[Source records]
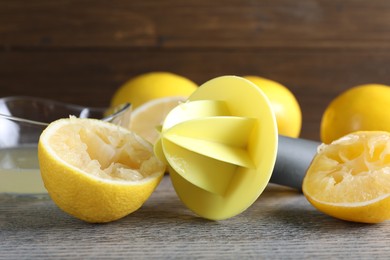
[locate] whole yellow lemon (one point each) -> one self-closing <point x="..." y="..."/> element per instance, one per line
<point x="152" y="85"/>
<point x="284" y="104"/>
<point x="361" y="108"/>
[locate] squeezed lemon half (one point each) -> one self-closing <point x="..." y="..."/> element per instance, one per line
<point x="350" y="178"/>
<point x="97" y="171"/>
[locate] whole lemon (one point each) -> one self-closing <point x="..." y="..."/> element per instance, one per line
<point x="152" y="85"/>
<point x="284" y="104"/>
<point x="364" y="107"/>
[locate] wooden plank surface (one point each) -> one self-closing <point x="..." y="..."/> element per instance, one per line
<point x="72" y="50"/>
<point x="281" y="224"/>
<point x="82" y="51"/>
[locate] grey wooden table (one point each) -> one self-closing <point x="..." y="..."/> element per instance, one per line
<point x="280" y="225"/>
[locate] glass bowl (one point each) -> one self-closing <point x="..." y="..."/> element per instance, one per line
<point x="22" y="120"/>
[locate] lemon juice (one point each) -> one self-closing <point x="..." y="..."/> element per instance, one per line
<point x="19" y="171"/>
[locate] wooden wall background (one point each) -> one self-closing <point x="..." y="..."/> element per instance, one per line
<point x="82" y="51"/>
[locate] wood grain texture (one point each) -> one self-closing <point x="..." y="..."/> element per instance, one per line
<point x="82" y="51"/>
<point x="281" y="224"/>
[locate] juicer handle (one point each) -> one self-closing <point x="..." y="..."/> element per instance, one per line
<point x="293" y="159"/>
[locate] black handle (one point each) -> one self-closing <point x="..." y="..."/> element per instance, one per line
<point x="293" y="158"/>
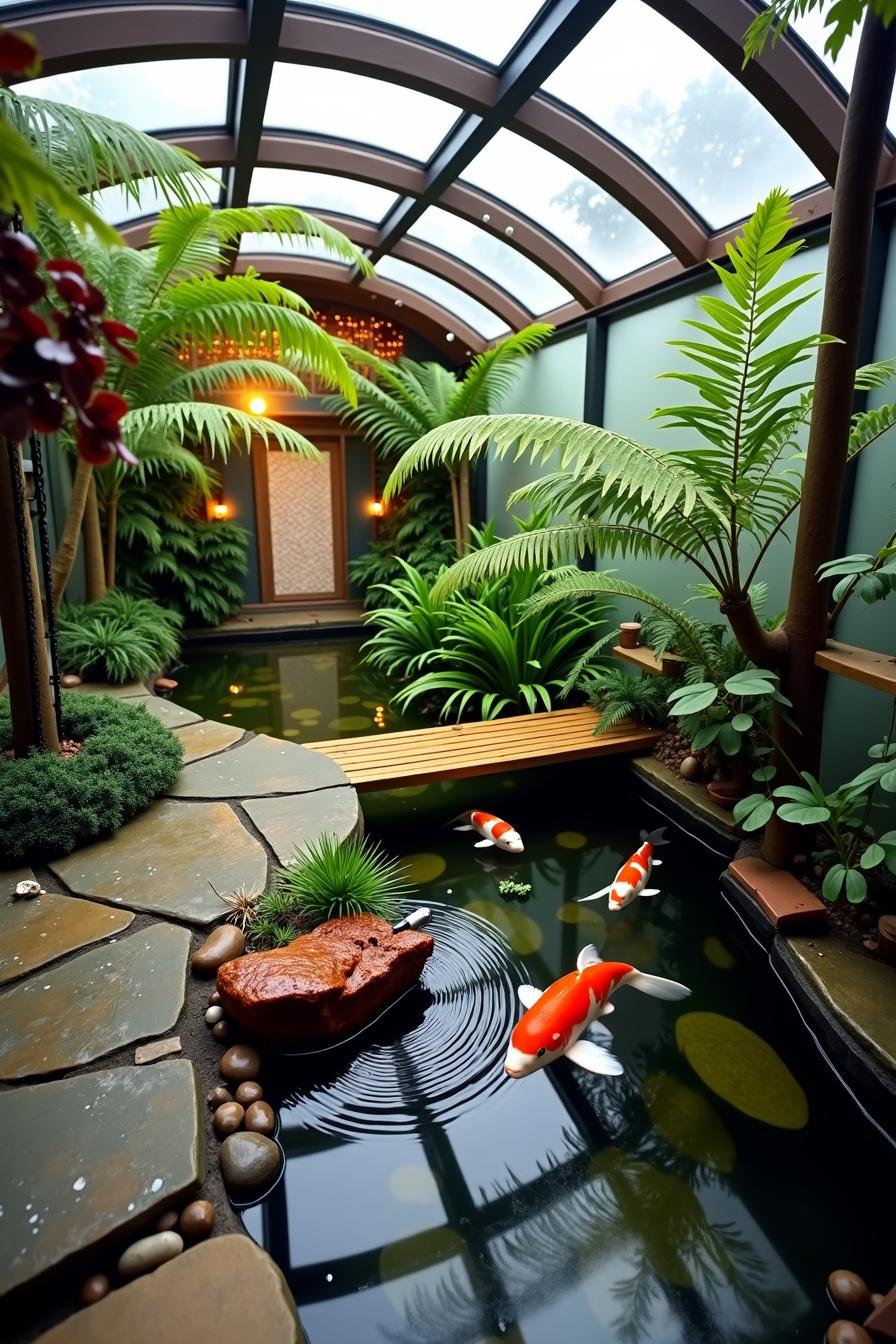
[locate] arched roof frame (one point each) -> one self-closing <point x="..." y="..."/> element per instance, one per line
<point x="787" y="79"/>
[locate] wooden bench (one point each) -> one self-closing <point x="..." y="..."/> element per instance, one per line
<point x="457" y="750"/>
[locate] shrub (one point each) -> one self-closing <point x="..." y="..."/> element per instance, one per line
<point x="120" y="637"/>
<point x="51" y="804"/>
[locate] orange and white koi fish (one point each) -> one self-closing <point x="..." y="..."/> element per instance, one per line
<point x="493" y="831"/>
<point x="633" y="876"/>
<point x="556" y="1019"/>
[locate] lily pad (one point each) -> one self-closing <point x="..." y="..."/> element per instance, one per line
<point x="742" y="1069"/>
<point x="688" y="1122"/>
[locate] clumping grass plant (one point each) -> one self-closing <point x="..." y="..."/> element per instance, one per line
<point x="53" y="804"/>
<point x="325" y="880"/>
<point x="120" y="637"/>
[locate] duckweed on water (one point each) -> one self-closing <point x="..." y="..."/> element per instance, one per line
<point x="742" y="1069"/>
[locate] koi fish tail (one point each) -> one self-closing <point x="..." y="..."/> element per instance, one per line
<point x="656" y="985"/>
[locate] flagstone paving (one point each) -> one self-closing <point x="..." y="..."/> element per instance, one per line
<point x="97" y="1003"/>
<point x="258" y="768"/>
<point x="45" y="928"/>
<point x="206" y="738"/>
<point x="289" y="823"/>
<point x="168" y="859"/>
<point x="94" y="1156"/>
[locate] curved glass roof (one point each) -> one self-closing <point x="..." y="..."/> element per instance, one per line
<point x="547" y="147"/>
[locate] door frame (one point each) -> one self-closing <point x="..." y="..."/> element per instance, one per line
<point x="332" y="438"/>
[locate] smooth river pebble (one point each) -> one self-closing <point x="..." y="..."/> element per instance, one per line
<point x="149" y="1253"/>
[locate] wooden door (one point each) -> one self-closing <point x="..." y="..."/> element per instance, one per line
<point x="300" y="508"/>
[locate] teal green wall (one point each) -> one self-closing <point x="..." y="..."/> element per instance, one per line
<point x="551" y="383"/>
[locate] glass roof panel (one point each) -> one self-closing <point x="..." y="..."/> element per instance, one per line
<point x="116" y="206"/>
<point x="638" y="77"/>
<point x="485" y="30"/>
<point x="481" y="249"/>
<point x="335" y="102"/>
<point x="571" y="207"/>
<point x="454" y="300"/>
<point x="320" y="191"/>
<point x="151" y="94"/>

#### Set task:
Return each line from the material above exactly, but not the pictures.

#### Reply to the task:
[locate] whole yellow lemon (one point each) -> one self-closing <point x="..." y="..."/> element per instance, one per line
<point x="152" y="85"/>
<point x="284" y="104"/>
<point x="361" y="108"/>
[locate] squeezed lemon half (one point each) -> one self-closing <point x="..." y="..."/> element per instance, one per line
<point x="350" y="178"/>
<point x="97" y="171"/>
[locate] whole lemon (one point each) -> one self-closing <point x="..." y="..."/> element per instance, one per line
<point x="152" y="85"/>
<point x="284" y="104"/>
<point x="364" y="107"/>
[locate] wooden plank surface (one point each) -> one self-closing <point x="..." y="..."/> element per instance, one per line
<point x="72" y="50"/>
<point x="281" y="224"/>
<point x="82" y="51"/>
[locate] grey wooden table (one point each) -> one self-closing <point x="..." y="..."/> element per instance, one per line
<point x="280" y="225"/>
[locate] glass bowl (one point each) -> one self-closing <point x="..." y="..."/> element per instance, one per line
<point x="22" y="120"/>
[locate] lemon juice (one point each) -> one self-closing <point x="..." y="..."/> element per instance, one per line
<point x="19" y="171"/>
[locate] wooden wall background (one point each) -> one self-closing <point x="..." y="..."/> element per instance, one per line
<point x="82" y="51"/>
[locate] wood grain texture (one point each) -> one self-closing <point x="..." y="..."/> element per instance, one per line
<point x="82" y="51"/>
<point x="281" y="224"/>
[locate] juicer handle (one point each) -> one self-closing <point x="..." y="..."/> element per instance, one per line
<point x="293" y="159"/>
[locate] black handle (one point each) -> one self-closing <point x="..." y="..."/> element per instance, one per line
<point x="293" y="158"/>
[locate] arched roof frame (one point each) -> one self-closing <point x="..." y="..."/> element per instance, one per line
<point x="787" y="79"/>
[locate] wooden bench (one point each) -> one self-closing <point x="..." y="..."/> element per instance, one per line
<point x="457" y="750"/>
[locate] shrub (one point each) -> one self-closing <point x="..." y="..."/> element per instance, one per line
<point x="120" y="637"/>
<point x="51" y="804"/>
[locate] orange and white koi fish (one point each) -> one self-closing <point x="..." y="..."/> element per instance, one per line
<point x="493" y="831"/>
<point x="633" y="876"/>
<point x="556" y="1019"/>
[locate] lily pad (one point each) -> one self-closing <point x="..." y="..."/> element per instance, one per line
<point x="742" y="1069"/>
<point x="688" y="1122"/>
[locate] clumping grass plant (one point each) -> one self-closing <point x="..." y="..."/> element per instance, one per line
<point x="53" y="804"/>
<point x="325" y="880"/>
<point x="120" y="637"/>
[locate] duckweed on water (one point each) -> one self-closing <point x="..." y="..."/> element per instance, one per line
<point x="742" y="1069"/>
[locate] koi fish tail (one point each) -> one self-closing <point x="..." y="..."/> element per instance, one per line
<point x="656" y="985"/>
[locate] flagstone paving (one point each) -> one self-closing <point x="..." y="..."/> element per instance, one per line
<point x="97" y="1003"/>
<point x="258" y="768"/>
<point x="45" y="928"/>
<point x="206" y="738"/>
<point x="289" y="823"/>
<point x="168" y="859"/>
<point x="94" y="1156"/>
[locate] curved glass roof (one point each) -> one self-closing <point x="..." y="..."/> element per instance, one per line
<point x="547" y="147"/>
[locate] door frame (one point each) -> one self-closing <point x="..." y="..."/> element per instance, one per line
<point x="332" y="438"/>
[locate] smooth river pebble (one point each) -> one self-closing <point x="..." y="..."/> element per instance, one per line
<point x="149" y="1253"/>
[locate] wooden door (one point each) -> one self-closing <point x="..." y="..."/> element per instance, one per line
<point x="300" y="508"/>
[locate] teal green wall (one point each) -> one self-closing <point x="..." y="..."/> element per instance, one per line
<point x="551" y="383"/>
[locate] glass roof panel (one point each) -> one self-closing <point x="..." y="..."/> element per instance, one per line
<point x="116" y="206"/>
<point x="638" y="77"/>
<point x="485" y="30"/>
<point x="481" y="249"/>
<point x="335" y="102"/>
<point x="571" y="207"/>
<point x="454" y="300"/>
<point x="320" y="191"/>
<point x="151" y="94"/>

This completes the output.